→ **Textauszug**:
= = = = =

10/07 Verwaltungsgerichtshof
32/01 Finanzverfahren allgemeines Abgabenrecht
34 Monopole

Norm

BAO §184
BAO §280 Abs1 lite
BAO §93 Abs3 lita
GSpG 1989 §57 Abs1
GSpG 1989 §59 Abs2 Z1
VwGG §42 Abs2 Z3 litc

Betreff

Der Verwaltungsgerichtshof hat durch den Vorsitzenden Senatspräsident Dr. Enzenhofer und die Hofrätin Mag. Dr. Zehetner, den Hofrat Mag. Berger, die Hofrätin Dr. Koprivnikar sowie den Hofrat Dr. Terlitza als Richterinnen bzw. Richter, unter Mitwirkung der Schriftführerin Mag. Kovacs, über die Revision der J in M, vertreten durch Dr. Patrick Ruth, Rechtsanwalt in 6020 Innsbruck, Kapuzinergasse 8/4, gegen das Erkenntnis des Bundesfinanzgerichts vom 7. Juni 2017, RV/3100267/2015, betreffend Glücksspielabgabe nach § 57 Abs. 1 Glücksspielgesetz für den Zeitraum Dezember 2012 bis Februar 2013 (belangte Behörde vor dem Verwaltungsgericht: Finanzamt für Gebühren, Verkehrsteuern und Glücksspiel), zu Recht erkannt:

Spruch

Das angefochtene Erkenntnis wird wegen Rechtswidrigkeit infolge Verletzung von Verfahrensvorschriften aufgehoben.

Der Bund hat der revisionswerbenden Partei Aufwendungen in der Höhe von EUR 1.346,40 binnen zwei Wochen bei sonstiger Exekution zu ersetzen.

Begründung

1        Mit Bescheiden je vom 15. April 2013 setzte das Finanzamt für Gebühren, Verkehrsteuern und Glücksspiel (Finanzamt) gegenüber der revisionswerbenden Partei die Glücksspielabgabe nach § 57 Abs. 1 Glücksspielgesetz - GSpG für den Zeitraum Dezember 2012 bis Februar 2013 fest.

2        Die revisionswerbende Partei erhob dagegen Berufung. Nach Ergehen von abweisenden Berufungsvorentscheidungen jeweils vom 8. Juli 2014 stellte die revisionswerbende Partei einen Vorlageantrag.

3        Das Bundesfinanzgericht (BFG) wies mit dem angefochtenen Erkenntnis die als Beschwerde zu behandelnde Berufung als unbegründet ab und sprach aus, dass die Revision nicht zulässig sei.

= = = = =

→ **Ausgangsdaten**:
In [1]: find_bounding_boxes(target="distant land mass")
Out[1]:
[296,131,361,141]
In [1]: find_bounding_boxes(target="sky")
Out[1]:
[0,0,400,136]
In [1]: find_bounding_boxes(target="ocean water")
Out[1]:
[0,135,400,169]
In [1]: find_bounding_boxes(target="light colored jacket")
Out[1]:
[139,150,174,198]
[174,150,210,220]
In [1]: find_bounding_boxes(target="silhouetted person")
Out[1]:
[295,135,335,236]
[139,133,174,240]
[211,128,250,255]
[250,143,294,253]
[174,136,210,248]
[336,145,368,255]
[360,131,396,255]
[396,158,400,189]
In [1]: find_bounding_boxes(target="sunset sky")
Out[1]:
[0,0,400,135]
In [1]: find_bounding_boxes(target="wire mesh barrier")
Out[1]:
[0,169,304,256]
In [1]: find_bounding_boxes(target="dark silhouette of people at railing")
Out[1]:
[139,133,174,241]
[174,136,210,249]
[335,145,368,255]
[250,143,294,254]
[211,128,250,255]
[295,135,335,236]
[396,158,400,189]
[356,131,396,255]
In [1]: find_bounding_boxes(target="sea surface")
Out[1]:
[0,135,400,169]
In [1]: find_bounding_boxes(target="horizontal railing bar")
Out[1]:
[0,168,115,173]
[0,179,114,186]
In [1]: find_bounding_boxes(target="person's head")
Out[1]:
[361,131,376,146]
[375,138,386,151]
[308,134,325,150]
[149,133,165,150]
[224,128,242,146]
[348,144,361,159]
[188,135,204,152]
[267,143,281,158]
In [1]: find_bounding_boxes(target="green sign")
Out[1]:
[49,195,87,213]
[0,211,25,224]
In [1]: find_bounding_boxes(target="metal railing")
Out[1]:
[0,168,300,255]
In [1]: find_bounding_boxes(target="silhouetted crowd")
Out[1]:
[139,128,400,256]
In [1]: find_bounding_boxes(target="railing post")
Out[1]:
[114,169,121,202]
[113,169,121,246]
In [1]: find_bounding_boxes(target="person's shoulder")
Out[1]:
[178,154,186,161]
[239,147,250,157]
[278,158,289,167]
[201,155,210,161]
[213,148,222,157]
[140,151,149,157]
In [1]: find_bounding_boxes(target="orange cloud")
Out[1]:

= = = = =

→ **Aufgabenstellung**:
a – Bearbeite den Textauszug zur Glücksspielabgabe beginnend mit „Der Bund hat“ und endend mit „nicht zulässig sei.“. Gib diesen Abschnitt wieder und setze dabei „Antrag auf Vorlage“ anstelle von „Vorlageantrag“ ein.
b – Ermittle in den Datensätzen jede Zeile, die die Zeichenfolge „railing“ enthält, und kopiere diese Zeilen unverändert. Groß- und Kleinschreibung sind zu beachten.

→ **Lösungen**:
a –
Der Bund hat der revisionswerbenden Partei Aufwendungen in der Höhe von EUR 1.346,40 binnen zwei Wochen bei sonstiger Exekution zu ersetzen.

Begründung

1        Mit Bescheiden je vom 15. April 2013 setzte das Finanzamt für Gebühren, Verkehrsteuern und Glücksspiel (Finanzamt) gegenüber der revisionswerbenden Partei die Glücksspielabgabe nach § 57 Abs. 1 Glücksspielgesetz - GSpG für den Zeitraum Dezember 2012 bis Februar 2013 fest.

2        Die revisionswerbende Partei erhob dagegen Berufung. Nach Ergehen von abweisenden Berufungsvorentscheidungen jeweils vom 8. Juli 2014 stellte die revisionswerbende Partei einen Antrag auf Vorlage.

3        Das Bundesfinanzgericht (BFG) wies mit dem angefochtenen Erkenntnis die als Beschwerde zu behandelnde Berufung als unbegründet ab und sprach aus, dass die Revision nicht zulässig sei.

b –
In [1]: find_bounding_boxes(target="dark silhouette of people at railing")
In [1]: find_bounding_boxes(target="horizontal railing bar")
In [1]: find_bounding_boxes(target="metal railing")
In [1]: find_bounding_boxes(target="railing post")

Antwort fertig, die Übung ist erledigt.